-------- Supplied material --------

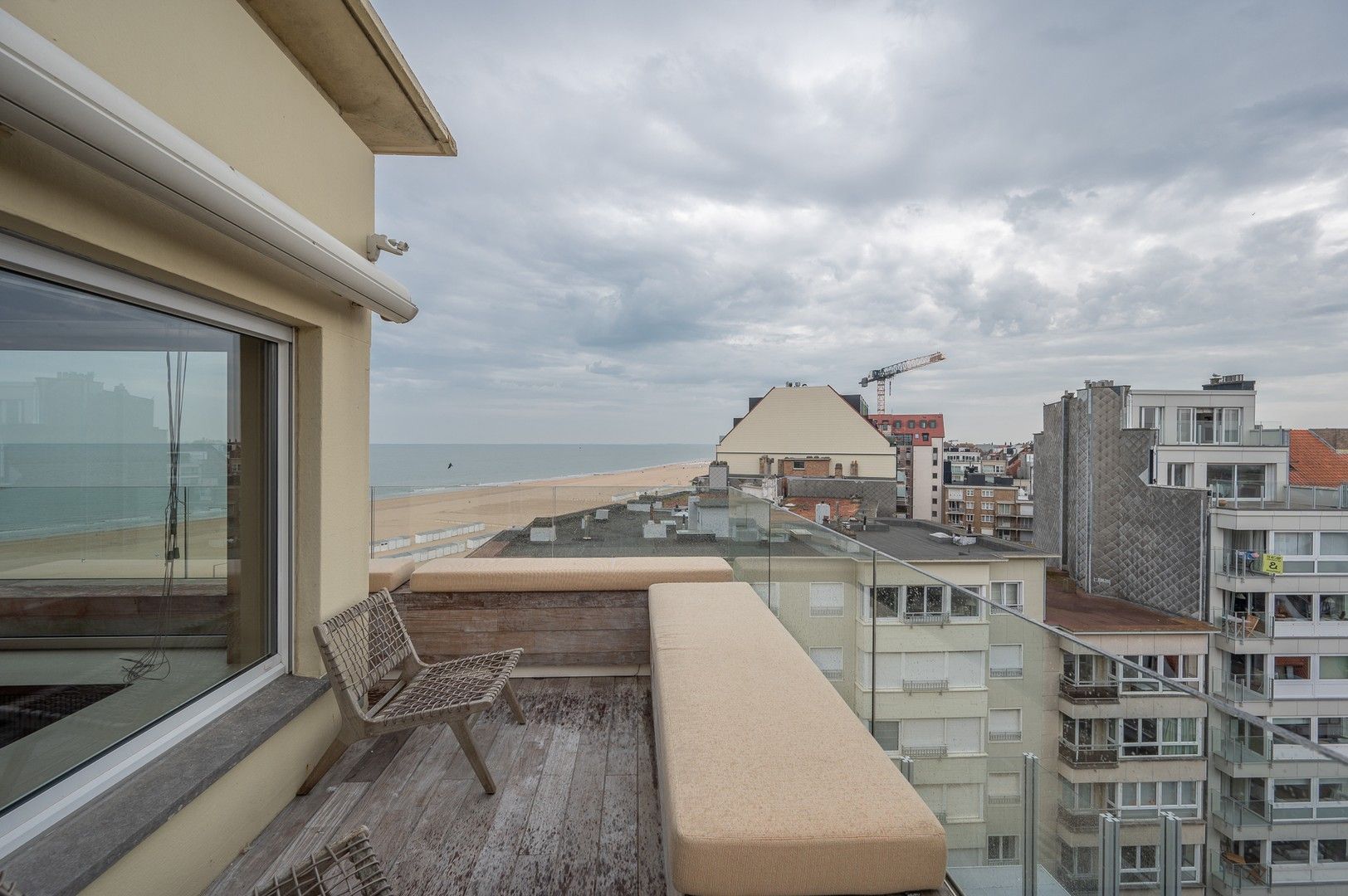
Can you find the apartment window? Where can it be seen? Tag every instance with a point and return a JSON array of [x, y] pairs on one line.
[[1290, 852], [1004, 848], [151, 449], [1292, 608], [771, 595], [825, 598], [1237, 480], [1140, 799], [1004, 725], [924, 601], [887, 734], [1332, 669], [1209, 426], [1007, 595], [1292, 669], [965, 606], [1185, 669], [1333, 608], [1294, 543], [829, 659], [1332, 729], [1161, 738], [1006, 660], [1149, 418]]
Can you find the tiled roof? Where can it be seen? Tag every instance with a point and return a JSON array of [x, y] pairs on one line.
[[1313, 462]]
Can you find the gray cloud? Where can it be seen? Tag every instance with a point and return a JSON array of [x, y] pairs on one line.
[[661, 211]]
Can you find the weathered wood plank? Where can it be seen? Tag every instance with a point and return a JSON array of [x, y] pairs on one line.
[[248, 868], [379, 756], [468, 835], [650, 849], [515, 600], [427, 841], [564, 818], [580, 641], [526, 620], [618, 867], [626, 725], [496, 861], [577, 852], [324, 827], [535, 658]]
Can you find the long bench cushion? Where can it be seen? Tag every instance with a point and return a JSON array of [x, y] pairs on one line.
[[565, 574], [769, 782], [390, 573]]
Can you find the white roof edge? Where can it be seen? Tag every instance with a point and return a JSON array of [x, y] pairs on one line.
[[51, 96]]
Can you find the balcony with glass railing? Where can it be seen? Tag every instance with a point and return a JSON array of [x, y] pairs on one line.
[[963, 693]]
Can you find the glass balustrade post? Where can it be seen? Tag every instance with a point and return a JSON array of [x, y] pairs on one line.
[[1030, 806], [1172, 853], [1110, 869]]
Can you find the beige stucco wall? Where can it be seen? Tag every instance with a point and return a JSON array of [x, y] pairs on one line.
[[808, 421], [209, 69]]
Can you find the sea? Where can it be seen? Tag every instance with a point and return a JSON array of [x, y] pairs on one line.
[[50, 489], [419, 466]]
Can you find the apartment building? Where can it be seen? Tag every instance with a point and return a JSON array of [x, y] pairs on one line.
[[991, 505], [1180, 500], [918, 441], [1127, 747], [185, 186], [806, 430]]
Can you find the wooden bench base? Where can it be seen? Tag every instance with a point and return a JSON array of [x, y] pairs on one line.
[[555, 628]]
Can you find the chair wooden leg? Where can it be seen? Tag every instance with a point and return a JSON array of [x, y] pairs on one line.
[[514, 704], [475, 759], [333, 753]]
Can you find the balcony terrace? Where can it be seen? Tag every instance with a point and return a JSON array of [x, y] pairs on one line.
[[577, 810]]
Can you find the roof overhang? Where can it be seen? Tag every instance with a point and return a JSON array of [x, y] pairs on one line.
[[348, 53], [49, 95]]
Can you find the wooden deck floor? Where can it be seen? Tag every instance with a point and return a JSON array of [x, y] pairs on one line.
[[576, 809]]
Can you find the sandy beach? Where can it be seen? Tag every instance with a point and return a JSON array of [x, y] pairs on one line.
[[515, 504], [136, 552]]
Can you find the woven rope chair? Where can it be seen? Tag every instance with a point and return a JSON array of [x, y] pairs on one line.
[[365, 645], [344, 868]]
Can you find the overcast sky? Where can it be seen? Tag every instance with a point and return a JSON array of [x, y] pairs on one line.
[[662, 209]]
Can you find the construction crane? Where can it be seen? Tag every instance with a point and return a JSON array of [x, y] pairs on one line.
[[882, 376]]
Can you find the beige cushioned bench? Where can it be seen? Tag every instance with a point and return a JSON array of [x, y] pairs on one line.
[[451, 574], [770, 786], [390, 573]]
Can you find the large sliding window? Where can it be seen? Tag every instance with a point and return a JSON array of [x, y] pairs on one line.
[[140, 522]]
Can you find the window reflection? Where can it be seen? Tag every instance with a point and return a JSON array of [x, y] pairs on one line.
[[136, 520]]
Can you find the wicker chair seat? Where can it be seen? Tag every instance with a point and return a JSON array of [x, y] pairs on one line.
[[449, 690], [367, 645]]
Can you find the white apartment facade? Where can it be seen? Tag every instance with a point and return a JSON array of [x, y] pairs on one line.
[[1278, 595], [940, 678]]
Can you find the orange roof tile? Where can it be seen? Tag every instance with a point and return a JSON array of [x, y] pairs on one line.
[[1313, 462]]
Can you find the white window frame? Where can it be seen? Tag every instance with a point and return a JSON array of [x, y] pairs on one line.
[[1018, 731], [82, 786], [1018, 669], [823, 611], [771, 595], [998, 595], [833, 675]]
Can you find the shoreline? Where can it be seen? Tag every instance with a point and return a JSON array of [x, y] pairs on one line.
[[432, 489]]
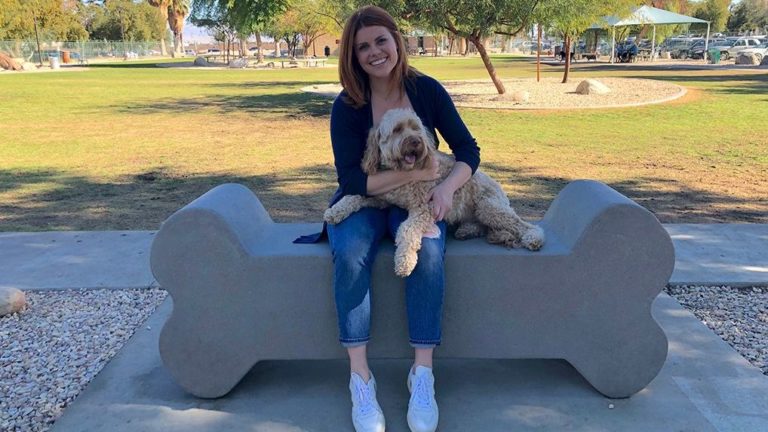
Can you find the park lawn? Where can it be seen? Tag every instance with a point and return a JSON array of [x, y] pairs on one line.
[[122, 146]]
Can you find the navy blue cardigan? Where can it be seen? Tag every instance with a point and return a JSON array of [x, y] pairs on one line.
[[350, 127]]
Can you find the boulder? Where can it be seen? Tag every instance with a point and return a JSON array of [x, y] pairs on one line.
[[238, 63], [12, 300], [521, 96], [7, 63], [747, 58], [592, 86]]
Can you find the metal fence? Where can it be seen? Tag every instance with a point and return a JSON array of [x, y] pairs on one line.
[[81, 51]]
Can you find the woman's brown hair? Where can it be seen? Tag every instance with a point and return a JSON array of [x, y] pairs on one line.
[[352, 76]]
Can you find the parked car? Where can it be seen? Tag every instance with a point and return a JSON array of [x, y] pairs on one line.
[[696, 51], [742, 44], [760, 51]]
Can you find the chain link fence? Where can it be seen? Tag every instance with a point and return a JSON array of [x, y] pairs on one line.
[[82, 51]]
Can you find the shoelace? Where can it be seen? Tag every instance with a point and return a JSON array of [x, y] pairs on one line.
[[422, 393], [364, 399]]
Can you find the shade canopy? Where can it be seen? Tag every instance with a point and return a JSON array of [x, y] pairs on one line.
[[647, 15]]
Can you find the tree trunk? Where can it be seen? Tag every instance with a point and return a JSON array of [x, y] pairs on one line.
[[567, 58], [164, 13], [538, 53], [260, 58], [488, 65]]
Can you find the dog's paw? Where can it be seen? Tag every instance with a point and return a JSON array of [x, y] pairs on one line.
[[404, 264], [533, 239]]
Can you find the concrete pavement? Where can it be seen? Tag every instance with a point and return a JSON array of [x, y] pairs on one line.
[[704, 385]]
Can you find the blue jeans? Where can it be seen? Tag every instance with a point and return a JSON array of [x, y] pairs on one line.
[[354, 244]]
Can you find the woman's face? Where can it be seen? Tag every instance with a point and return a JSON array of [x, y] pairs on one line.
[[376, 51]]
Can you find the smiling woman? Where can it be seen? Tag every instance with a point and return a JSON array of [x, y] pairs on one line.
[[376, 78]]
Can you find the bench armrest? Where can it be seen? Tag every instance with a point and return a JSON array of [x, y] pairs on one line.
[[228, 217]]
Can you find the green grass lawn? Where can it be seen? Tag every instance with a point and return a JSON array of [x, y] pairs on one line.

--------

Brief: Give the lines between the one holding "Can you find the park lawn?" and the one holding "[[696, 51], [742, 44], [760, 51]]", inclusive, as a two-column CSV with the headers text and points. Each row should pair a line of text with the answer that follows it, with each value in its own quoted field and any line breaks turned into spaces.

Final answer:
text,points
"Can you find the park lawn? Where can it be seen? Tag every instance with a point and return a JSON array of [x, y] pairs on one line.","[[122, 146]]"
"Can you find the navy blue cardigan? Where can it be seen? Tag every instance with a point and return a JSON array of [x, y] pairs on one line.","[[350, 127]]"
"Can you find the boulder? Where can it be seen? Tag every instance with a point and return a JSON array of [x, y] pairs on one line.","[[238, 63], [12, 300], [521, 96], [7, 63], [747, 58], [592, 86]]"
"Can you find the metal fence? Where can it be seen? Tag every instance with a point and return a JSON array of [x, y] pairs on one line.","[[81, 51]]"
"Can you find the woman's brown hair? Where can it be seen? Tag every instance with a point and return a JSON array of [x, y] pairs on one line.","[[352, 76]]"
"Can you find the parked car? Where can it be seen? Tag every instance with a point and return a JSON array of [x, y] pairs on one line.","[[696, 51], [742, 44], [760, 51]]"